(Tarefa a): Reescreva os registros a partir da linha com "In each <instance>" até a linha com "positive clicks: (99, 208) (68, 198)", incluindo as duas, trocando "bounding box" por "enclosing box" e deixando todo o resto igual.

Recupero aqui um texto do The New York Times, publicado em Agosto, que, a propósito do escândalo de espionagem electrónica, por parte de um alto responsável da empresa estatal de energia francesa EDF, que afectou o Greenpeace, fala sobre a prática da espionagem em França, aproveitando a experiência de Christian Harbulot e da École de Guerre Économique no campo da inteligência económica e estratégica.
In French Inquiry, a Glimpse at Corporate Spying
por David Jolly, August 1, 2009, The New York Times
link artigo original
PARIS — The story has the elements of a corporate thriller : a cast of characters that includes former French spies and military men, an American cycling champion, Greenpeace activists and a dogged judge whose investigation takes him from a sports doping laboratory outside Paris to a Moroccan jail and to some of the top corporations in France.
Like installments in a serial novel, new revelations have been dripping out since March. And while the climax is still probably many months away, the story is providing a rare glimpse into the shadowy and potentially lucrative business of gathering what corporations refer to as “strategic intelligence.”
“For most companies, on a daily basis there are many more things going on than can possibly be handed off to the police,” said Christian Harbulot, director of the École de Guerre Économique, or School of Economic Warfare, in Paris.
The companies they turn to for “extra help,” Mr. Harbulot said, include everything from corporate security giants like Kroll to what he terms “small operators,” ranging from ex-intelligence agents to computer hackers.
The sprawling case unfolding in France involves a mix of the latter and some of the biggest French companies, including Électricité de France, the world’s largest operator of nuclear power plants, and Vivendi, the media and telecommunications conglomerate.
According to a case file compiled by the investigating judge, Thomas Cassuto, and reviewed by the International Herald Tribune, investigators stumbled on to the case almost by accident, in the wake of a doping scandal at the Tour de France in 2006.

(Registros do exercício):
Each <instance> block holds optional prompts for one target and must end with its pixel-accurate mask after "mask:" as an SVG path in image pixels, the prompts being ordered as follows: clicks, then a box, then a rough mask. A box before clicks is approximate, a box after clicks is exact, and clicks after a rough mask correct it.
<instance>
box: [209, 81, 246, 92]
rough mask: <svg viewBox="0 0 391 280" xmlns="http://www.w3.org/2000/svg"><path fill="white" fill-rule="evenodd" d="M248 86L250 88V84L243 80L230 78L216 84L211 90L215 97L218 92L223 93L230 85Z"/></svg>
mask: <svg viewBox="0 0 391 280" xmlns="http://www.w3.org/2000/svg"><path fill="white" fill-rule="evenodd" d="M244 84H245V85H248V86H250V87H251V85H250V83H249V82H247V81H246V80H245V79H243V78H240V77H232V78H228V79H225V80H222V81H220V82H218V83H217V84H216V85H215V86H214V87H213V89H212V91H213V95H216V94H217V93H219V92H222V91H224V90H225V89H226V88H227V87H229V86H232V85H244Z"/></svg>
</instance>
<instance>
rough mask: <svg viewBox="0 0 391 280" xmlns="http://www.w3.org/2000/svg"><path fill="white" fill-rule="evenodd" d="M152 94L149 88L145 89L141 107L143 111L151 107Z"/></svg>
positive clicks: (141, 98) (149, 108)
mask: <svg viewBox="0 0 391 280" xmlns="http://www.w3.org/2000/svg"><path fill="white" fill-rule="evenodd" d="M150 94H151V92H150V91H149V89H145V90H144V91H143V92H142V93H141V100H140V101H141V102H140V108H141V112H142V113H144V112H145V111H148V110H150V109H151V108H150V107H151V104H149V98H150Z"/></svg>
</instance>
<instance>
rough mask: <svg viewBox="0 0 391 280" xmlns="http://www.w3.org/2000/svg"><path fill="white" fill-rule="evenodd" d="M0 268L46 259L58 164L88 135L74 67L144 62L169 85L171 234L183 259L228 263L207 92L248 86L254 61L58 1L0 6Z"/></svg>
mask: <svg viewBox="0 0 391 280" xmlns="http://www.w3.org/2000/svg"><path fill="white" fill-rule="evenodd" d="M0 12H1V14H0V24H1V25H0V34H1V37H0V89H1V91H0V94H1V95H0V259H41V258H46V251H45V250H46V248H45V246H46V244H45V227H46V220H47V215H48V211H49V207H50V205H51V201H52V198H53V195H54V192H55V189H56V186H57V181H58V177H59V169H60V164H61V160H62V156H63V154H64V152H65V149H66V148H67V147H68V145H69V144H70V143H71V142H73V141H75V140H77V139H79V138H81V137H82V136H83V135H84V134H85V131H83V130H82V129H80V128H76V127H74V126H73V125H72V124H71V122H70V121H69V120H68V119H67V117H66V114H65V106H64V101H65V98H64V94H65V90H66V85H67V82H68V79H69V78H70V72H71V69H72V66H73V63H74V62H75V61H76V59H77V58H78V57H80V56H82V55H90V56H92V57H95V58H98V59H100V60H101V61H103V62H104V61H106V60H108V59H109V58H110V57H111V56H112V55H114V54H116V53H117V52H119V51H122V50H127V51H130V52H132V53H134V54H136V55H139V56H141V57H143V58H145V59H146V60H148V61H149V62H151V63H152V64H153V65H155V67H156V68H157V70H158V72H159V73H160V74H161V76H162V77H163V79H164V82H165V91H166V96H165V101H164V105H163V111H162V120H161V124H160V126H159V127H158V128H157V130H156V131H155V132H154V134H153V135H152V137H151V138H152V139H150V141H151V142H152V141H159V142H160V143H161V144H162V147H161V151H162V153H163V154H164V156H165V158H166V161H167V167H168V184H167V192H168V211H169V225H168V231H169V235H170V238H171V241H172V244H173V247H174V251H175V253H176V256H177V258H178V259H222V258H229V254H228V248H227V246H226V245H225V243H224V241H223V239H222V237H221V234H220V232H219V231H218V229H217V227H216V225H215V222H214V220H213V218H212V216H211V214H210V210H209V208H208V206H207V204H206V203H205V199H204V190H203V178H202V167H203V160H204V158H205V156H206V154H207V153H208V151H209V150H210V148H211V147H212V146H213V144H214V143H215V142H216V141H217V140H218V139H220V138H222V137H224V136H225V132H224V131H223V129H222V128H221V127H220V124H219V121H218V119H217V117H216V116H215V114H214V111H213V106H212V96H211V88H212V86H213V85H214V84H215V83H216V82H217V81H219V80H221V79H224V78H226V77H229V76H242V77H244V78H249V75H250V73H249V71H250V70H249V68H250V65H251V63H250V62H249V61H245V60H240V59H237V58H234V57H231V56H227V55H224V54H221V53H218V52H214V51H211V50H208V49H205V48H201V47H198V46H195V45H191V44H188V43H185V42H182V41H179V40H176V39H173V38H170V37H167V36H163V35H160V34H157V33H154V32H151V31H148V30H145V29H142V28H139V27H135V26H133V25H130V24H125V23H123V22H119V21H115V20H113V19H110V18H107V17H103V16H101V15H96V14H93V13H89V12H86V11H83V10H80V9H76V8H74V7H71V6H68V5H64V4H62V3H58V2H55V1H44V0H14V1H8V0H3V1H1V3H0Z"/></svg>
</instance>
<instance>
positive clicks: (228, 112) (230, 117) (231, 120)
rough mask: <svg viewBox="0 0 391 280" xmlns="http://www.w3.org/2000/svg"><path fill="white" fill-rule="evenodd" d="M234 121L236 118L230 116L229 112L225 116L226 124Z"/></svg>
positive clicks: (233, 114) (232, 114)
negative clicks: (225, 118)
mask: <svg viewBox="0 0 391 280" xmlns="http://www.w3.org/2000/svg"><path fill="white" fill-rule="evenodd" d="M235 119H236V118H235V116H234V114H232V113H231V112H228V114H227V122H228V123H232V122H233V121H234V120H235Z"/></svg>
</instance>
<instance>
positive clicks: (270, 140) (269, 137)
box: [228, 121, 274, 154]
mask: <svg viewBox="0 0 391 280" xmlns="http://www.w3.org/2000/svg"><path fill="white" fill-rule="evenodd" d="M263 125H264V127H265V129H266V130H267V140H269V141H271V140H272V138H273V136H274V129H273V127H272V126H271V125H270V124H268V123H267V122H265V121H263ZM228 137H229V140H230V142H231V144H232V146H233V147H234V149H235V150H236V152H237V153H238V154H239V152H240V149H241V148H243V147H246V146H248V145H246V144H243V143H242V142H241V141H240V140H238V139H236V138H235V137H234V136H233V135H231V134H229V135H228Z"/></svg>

---

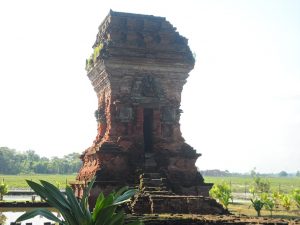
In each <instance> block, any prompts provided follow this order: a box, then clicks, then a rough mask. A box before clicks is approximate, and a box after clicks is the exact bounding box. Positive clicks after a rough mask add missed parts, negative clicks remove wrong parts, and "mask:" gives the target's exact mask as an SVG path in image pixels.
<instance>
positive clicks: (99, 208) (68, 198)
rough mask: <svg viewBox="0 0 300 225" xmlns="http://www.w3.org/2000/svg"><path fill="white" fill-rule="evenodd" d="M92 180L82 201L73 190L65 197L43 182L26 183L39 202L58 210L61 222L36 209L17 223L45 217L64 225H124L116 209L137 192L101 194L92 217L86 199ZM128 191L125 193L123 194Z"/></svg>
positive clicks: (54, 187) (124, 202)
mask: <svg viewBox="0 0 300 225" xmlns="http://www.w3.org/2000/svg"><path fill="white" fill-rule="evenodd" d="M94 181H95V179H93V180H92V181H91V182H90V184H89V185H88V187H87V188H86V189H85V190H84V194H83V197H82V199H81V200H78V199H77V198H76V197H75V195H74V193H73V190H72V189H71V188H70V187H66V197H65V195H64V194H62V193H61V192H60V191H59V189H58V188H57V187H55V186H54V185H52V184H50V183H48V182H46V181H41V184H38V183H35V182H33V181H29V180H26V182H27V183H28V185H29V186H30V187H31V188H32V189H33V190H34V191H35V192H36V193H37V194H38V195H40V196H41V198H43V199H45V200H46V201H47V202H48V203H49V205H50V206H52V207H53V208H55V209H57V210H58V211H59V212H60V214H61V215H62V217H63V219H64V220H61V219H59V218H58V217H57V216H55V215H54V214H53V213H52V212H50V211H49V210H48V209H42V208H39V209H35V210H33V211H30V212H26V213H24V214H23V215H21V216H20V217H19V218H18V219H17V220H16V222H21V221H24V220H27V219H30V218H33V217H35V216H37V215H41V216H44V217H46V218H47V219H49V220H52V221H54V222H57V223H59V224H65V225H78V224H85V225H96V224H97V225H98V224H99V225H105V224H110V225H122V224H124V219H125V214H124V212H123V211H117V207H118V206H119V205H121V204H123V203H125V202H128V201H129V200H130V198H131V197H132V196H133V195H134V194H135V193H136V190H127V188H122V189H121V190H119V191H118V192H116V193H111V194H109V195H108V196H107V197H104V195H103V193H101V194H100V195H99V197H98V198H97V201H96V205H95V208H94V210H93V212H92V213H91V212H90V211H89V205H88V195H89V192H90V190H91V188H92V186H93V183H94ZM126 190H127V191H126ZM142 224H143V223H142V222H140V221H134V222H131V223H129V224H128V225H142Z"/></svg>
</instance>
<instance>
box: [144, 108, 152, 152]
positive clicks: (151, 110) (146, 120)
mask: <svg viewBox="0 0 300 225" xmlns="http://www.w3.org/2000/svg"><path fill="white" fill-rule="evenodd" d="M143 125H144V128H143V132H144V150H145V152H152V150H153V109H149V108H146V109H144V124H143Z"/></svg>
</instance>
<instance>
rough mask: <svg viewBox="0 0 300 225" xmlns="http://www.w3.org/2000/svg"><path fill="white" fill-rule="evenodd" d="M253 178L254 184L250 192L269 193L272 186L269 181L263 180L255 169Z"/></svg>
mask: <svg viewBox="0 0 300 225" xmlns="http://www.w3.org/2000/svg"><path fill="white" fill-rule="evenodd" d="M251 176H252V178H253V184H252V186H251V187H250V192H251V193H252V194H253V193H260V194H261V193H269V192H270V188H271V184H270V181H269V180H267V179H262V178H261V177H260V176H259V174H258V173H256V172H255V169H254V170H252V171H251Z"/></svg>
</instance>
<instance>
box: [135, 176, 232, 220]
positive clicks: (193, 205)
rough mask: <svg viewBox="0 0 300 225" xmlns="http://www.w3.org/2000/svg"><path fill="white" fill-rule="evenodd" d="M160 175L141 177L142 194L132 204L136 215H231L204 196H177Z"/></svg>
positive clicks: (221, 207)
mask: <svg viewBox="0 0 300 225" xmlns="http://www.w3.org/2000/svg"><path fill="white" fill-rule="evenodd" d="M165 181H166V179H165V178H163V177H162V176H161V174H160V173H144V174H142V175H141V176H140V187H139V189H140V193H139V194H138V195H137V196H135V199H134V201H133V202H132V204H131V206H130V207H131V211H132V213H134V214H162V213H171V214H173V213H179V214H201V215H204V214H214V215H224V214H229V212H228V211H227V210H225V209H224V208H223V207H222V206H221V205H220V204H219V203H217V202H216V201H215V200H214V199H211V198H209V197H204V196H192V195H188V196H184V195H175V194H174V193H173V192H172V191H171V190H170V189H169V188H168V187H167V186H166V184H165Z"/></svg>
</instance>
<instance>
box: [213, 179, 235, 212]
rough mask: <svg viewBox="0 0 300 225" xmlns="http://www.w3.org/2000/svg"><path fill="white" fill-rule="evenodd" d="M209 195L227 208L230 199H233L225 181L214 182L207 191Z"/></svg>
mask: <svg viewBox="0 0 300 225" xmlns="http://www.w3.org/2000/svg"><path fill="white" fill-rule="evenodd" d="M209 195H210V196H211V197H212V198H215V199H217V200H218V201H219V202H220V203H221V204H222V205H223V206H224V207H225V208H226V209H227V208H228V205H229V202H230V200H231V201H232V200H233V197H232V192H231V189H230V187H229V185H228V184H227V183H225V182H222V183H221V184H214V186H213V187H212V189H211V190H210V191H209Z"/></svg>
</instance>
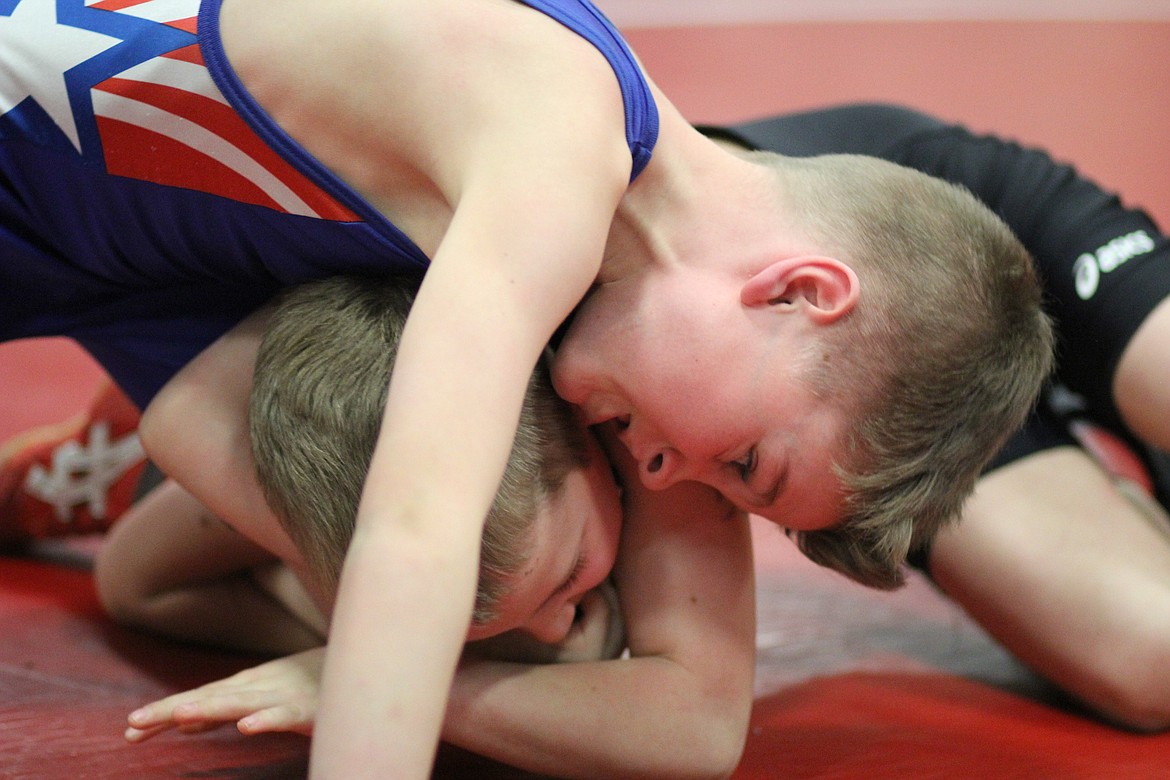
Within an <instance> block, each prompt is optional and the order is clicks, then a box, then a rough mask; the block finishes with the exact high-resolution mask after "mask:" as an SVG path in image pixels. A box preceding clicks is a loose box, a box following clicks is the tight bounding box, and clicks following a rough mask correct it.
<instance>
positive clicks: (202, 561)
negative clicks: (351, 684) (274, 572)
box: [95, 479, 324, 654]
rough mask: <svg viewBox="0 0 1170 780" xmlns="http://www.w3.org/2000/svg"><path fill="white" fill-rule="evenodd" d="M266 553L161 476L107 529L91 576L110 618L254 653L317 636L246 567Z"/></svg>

---

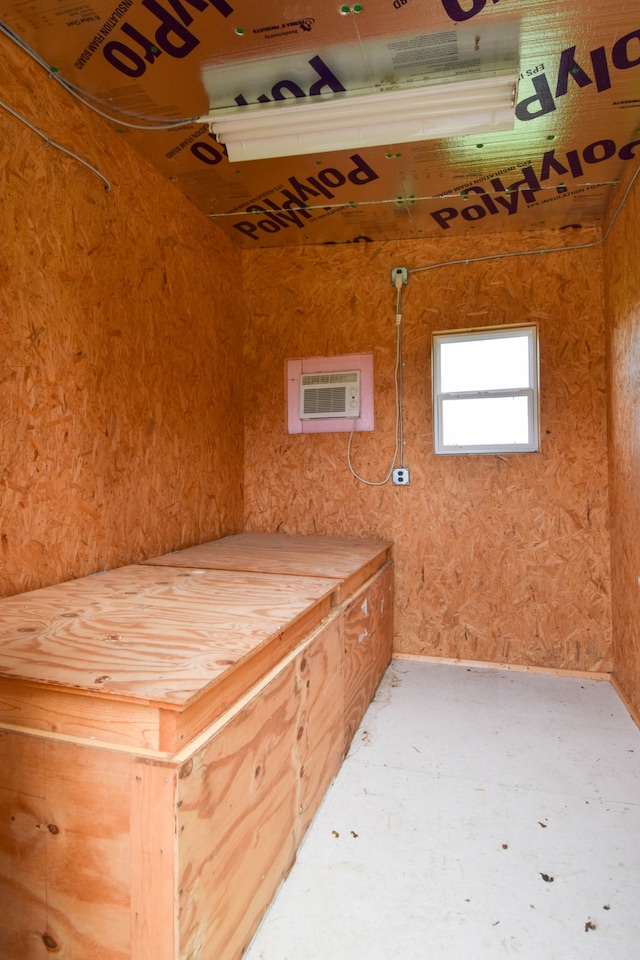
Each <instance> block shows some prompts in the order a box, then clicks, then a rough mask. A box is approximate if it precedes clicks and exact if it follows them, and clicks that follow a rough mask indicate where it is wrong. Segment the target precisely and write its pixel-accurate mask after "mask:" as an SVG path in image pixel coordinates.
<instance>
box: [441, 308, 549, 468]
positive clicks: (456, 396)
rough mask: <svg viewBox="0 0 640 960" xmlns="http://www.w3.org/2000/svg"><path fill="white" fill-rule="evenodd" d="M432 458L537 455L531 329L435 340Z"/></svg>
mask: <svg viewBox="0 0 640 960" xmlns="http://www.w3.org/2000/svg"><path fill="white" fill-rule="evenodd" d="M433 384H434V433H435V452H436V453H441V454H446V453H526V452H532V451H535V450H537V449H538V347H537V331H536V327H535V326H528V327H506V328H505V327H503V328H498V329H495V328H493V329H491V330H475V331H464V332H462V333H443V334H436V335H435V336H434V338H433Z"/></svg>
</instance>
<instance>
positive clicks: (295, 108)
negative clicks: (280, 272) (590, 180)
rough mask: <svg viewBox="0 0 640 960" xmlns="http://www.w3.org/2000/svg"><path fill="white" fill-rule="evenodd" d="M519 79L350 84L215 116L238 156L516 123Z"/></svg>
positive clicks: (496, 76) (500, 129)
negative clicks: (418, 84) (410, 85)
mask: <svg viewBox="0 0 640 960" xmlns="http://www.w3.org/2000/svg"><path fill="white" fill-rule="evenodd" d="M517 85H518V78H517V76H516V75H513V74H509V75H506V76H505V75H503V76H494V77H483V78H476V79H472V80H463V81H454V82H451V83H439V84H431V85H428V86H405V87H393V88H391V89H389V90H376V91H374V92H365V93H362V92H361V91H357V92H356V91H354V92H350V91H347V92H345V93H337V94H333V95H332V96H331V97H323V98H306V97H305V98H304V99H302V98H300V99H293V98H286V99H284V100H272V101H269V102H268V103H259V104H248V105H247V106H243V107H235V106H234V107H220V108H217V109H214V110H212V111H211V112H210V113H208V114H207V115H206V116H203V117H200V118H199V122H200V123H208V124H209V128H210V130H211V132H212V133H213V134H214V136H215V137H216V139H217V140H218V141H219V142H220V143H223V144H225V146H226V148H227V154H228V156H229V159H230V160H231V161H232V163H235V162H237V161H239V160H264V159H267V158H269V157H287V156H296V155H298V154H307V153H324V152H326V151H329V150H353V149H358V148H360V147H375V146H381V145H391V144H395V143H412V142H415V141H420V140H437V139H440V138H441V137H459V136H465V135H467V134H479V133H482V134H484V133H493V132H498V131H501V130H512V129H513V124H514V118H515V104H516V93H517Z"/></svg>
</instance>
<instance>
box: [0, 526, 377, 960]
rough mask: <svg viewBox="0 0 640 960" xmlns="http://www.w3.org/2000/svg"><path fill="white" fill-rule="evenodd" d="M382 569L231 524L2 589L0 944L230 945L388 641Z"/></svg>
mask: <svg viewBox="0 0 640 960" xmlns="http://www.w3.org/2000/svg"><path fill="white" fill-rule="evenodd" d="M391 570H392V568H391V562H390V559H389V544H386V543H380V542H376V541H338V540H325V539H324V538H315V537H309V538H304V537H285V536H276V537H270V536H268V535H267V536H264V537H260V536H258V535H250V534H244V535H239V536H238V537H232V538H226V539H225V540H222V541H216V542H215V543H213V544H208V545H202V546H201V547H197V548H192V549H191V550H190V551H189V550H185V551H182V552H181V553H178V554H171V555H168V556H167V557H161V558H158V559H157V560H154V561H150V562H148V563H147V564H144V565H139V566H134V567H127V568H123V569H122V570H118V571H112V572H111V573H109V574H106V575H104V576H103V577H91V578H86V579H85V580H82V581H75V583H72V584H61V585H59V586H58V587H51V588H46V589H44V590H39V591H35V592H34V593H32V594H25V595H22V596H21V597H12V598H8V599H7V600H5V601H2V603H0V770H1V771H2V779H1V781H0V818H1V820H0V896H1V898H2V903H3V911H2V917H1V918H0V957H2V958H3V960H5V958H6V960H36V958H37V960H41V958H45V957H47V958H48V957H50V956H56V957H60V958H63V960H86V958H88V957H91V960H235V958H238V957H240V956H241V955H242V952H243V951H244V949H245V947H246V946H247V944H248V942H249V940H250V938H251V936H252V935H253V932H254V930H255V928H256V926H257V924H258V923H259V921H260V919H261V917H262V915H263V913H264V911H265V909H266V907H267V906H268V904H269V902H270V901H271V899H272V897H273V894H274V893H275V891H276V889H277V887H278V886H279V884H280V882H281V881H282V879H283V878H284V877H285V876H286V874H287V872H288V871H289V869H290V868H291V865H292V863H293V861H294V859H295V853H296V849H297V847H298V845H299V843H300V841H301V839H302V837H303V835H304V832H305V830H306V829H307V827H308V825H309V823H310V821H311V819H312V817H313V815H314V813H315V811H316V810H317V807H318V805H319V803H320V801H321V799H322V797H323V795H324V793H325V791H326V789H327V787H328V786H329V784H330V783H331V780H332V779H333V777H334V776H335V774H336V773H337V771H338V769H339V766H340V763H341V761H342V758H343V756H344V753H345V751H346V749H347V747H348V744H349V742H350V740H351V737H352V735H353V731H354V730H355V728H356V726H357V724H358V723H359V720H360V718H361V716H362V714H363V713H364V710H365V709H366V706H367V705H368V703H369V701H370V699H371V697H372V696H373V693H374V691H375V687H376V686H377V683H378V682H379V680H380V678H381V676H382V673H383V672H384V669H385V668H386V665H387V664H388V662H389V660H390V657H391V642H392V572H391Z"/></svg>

(Tarefa b):
Responda com base no texto sobre espionagem empresarial na França:
(i) Quem é o diretor da École de Guerre Économique?
(ii) Em que ano aconteceu o escândalo de doping no Tour de France?
(iii) Desde que mês vêm surgindo novas revelações sobre o caso?

(Solução a):
In each <instance> block, any prompts provided follow this order: a box, then clicks, then a rough mask. A box before clicks is approximate, and a box after clicks is the exact enclosing box. Positive clicks after a rough mask add missed parts, negative clicks remove wrong parts, and "mask:" gives the target's exact mask as an SVG path in image pixels.
<instance>
positive clicks: (99, 208) (68, 198)

(Solução b):
(i) Christian Harbulot.
(ii) Em 2006.
(iii) Desde março.